The year was 1960 and Randy Wickline was building something so immense and unnerving that he dared not ask what it was. All the Superior Supply Co. plant manager was told was that he was to haul concrete -- an endless river of concrete -- to be poured into the cavernous hole that had been excavated beside the posh Greenbrier hotel in White Sulphur Springs, W. Va. He remembers an urgency about the job, his supervisor hollering "hurry up," even instructing him to push the legal weight limit on his truckloads, and paying the fines that resulted. To keep up with the job, Superior Supply had to purchase two more concrete mixers, and still it was stretched thin. Over the next 2 1/2 years, Wickline estimates, the company hauled some 4,000 loads to the site and poured 50,000 tons of concrete into the abyss that scrapers, rippers and air hammers had carved out of the shale. Cost was never an issue.

West tunnel.



A warren of rooms and corridors took shape where there had been a hill. The walls were two feet thick and reinforced with steel. Later, the entire structure was covered with a concrete roof and buried beneath 20 feet of dirt. At each entrance, cranes hung humongous steel doors, as if giants were to inhabit the underground structure. Soon thereafter, Wickline was told, "sensitive equipment" was moved into the facility. The door was locked. A guard was posted outside. No one had to tell Wickline that what he had helped build had something to do with the atomic bomb. "Nobody came out and said it was a bomb shelter," he says today, "but you could pretty well look and see the way they was setting it up there that they wasn't building it to keep the rain off of them.

THE TASK
Copy the account of the Greenbrier construction from "A warren of" to "off of them.", swapping "guard" for "soldier".

DATA SHOWN
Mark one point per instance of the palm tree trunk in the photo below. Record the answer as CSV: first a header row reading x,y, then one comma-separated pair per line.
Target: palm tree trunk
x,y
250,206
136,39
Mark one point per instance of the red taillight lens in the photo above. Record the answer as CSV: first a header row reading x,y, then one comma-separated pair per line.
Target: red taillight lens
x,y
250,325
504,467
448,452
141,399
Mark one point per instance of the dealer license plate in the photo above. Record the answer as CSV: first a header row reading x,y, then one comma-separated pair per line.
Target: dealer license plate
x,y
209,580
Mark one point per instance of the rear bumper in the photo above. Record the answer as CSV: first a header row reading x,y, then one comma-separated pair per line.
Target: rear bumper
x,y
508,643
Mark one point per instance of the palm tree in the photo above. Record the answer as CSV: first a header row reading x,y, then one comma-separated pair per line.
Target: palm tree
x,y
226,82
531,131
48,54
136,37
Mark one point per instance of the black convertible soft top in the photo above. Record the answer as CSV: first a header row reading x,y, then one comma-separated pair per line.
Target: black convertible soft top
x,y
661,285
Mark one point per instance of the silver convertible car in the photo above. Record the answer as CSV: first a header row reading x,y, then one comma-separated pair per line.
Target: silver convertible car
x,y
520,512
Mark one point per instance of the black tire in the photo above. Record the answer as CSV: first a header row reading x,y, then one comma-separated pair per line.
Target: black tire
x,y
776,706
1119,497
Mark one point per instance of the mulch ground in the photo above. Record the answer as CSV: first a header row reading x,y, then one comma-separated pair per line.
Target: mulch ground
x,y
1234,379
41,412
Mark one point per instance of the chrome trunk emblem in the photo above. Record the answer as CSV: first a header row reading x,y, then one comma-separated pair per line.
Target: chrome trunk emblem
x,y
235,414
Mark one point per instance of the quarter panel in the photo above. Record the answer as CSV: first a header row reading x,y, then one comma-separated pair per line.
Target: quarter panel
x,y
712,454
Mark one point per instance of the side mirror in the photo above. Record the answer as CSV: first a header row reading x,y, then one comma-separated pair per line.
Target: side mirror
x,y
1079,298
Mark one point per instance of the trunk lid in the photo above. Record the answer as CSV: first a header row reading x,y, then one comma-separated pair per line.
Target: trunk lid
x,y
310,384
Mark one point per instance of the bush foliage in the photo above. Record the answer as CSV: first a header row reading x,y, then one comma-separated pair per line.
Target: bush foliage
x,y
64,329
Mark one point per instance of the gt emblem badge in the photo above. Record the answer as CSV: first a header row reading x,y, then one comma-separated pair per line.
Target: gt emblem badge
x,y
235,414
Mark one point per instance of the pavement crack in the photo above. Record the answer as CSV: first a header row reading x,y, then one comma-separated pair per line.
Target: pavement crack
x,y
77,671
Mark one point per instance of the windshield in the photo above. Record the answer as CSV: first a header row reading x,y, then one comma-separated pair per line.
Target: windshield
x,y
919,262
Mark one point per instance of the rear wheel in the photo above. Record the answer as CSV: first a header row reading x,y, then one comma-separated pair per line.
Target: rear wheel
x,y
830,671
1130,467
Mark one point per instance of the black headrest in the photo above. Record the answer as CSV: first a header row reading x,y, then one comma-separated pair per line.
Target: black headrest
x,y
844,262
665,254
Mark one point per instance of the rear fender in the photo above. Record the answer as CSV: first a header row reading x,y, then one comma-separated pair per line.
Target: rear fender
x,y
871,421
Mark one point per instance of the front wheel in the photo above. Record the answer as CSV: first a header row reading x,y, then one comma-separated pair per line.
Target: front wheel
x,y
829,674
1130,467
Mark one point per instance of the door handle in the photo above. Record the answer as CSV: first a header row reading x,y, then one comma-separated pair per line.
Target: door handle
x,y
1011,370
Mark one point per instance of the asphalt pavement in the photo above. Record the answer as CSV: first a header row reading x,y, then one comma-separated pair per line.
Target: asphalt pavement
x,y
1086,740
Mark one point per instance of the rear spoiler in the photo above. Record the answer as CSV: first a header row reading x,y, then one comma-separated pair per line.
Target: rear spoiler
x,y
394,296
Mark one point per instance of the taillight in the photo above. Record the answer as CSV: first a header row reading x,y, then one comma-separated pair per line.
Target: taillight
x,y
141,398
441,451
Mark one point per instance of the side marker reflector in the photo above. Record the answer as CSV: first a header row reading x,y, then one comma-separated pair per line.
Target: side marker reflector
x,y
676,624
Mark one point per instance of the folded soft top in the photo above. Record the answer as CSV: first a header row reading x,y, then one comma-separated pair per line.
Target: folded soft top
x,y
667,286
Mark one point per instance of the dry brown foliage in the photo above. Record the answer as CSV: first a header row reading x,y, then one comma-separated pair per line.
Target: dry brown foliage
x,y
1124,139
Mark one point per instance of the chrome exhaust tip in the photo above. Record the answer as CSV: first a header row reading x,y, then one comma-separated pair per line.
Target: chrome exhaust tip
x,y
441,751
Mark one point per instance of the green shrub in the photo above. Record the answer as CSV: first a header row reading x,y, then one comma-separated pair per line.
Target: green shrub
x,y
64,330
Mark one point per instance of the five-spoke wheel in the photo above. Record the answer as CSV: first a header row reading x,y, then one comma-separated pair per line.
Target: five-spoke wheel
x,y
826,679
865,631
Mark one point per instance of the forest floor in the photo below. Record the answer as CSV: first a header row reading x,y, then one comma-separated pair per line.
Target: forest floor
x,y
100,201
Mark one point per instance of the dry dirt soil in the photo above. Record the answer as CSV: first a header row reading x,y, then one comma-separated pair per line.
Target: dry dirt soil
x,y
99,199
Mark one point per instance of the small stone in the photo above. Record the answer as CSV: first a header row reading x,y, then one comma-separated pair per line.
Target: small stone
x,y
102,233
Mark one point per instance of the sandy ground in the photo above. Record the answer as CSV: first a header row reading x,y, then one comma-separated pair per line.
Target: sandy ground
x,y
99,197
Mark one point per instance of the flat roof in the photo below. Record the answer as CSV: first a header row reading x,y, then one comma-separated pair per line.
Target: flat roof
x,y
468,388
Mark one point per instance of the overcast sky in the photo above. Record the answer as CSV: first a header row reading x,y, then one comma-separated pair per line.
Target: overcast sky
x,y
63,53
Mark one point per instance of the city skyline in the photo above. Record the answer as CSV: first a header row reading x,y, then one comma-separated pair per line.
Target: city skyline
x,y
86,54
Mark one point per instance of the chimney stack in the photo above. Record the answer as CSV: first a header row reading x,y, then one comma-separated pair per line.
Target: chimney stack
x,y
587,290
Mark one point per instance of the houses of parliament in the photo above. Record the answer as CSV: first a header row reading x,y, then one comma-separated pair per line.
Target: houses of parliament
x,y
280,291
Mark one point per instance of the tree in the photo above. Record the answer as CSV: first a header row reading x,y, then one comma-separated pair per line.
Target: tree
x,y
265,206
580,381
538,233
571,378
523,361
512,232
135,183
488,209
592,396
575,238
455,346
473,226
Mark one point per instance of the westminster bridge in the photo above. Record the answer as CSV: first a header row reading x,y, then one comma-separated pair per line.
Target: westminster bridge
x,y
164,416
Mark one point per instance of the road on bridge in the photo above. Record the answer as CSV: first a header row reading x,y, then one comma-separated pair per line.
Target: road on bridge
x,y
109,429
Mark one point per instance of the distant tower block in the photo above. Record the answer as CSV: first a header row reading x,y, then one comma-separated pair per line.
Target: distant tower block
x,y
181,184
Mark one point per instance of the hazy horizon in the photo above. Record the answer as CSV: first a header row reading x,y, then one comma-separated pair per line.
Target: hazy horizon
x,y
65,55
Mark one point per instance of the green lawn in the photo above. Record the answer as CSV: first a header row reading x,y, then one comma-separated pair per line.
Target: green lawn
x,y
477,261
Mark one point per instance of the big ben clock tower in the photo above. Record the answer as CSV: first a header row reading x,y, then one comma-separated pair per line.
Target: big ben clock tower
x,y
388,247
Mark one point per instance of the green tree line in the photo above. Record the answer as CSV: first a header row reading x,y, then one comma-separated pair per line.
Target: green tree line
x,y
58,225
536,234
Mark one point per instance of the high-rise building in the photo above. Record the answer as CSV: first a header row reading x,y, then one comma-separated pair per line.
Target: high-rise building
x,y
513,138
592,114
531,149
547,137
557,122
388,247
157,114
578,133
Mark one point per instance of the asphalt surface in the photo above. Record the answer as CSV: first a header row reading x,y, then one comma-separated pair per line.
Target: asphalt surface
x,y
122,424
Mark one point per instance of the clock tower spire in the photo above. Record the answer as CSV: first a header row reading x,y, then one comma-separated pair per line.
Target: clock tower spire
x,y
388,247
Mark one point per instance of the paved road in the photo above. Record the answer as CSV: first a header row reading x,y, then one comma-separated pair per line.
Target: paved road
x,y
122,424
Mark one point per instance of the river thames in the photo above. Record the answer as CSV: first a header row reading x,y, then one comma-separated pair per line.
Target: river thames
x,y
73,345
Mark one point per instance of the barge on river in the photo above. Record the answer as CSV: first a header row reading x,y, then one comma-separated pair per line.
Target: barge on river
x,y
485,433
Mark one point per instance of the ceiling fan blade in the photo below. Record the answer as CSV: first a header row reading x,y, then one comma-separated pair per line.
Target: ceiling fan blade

REPLY TO THE EXERCISE
A warren of rooms and corridors took shape where there had been a hill. The walls were two feet thick and reinforced with steel. Later, the entire structure was covered with a concrete roof and buried beneath 20 feet of dirt. At each entrance, cranes hung humongous steel doors, as if giants were to inhabit the underground structure. Soon thereafter, Wickline was told, "sensitive equipment" was moved into the facility. The door was locked. A soldier was posted outside. No one had to tell Wickline that what he had helped build had something to do with the atomic bomb. "Nobody came out and said it was a bomb shelter," he says today, "but you could pretty well look and see the way they was setting it up there that they wasn't building it to keep the rain off of them.